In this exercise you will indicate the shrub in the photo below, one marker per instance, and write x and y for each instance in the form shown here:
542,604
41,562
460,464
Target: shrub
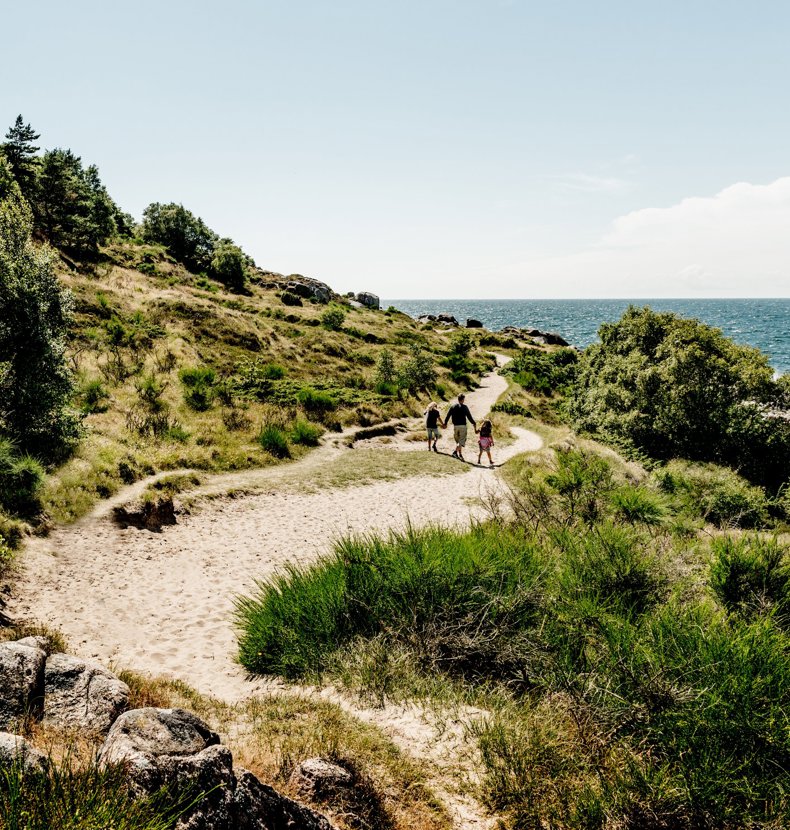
316,401
94,394
333,318
289,298
274,440
198,383
306,433
20,481
751,575
637,504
——
Work item:
Exactly as given, set down each line of the material, but include no pictures.

Response area:
In this exercise you will indicate the shrub in the photo below, one marker per instance, and write x and y for each instance in the form shown here:
542,604
41,562
460,464
Target: shrub
316,401
94,394
333,318
289,298
274,440
198,383
306,433
20,481
751,575
637,504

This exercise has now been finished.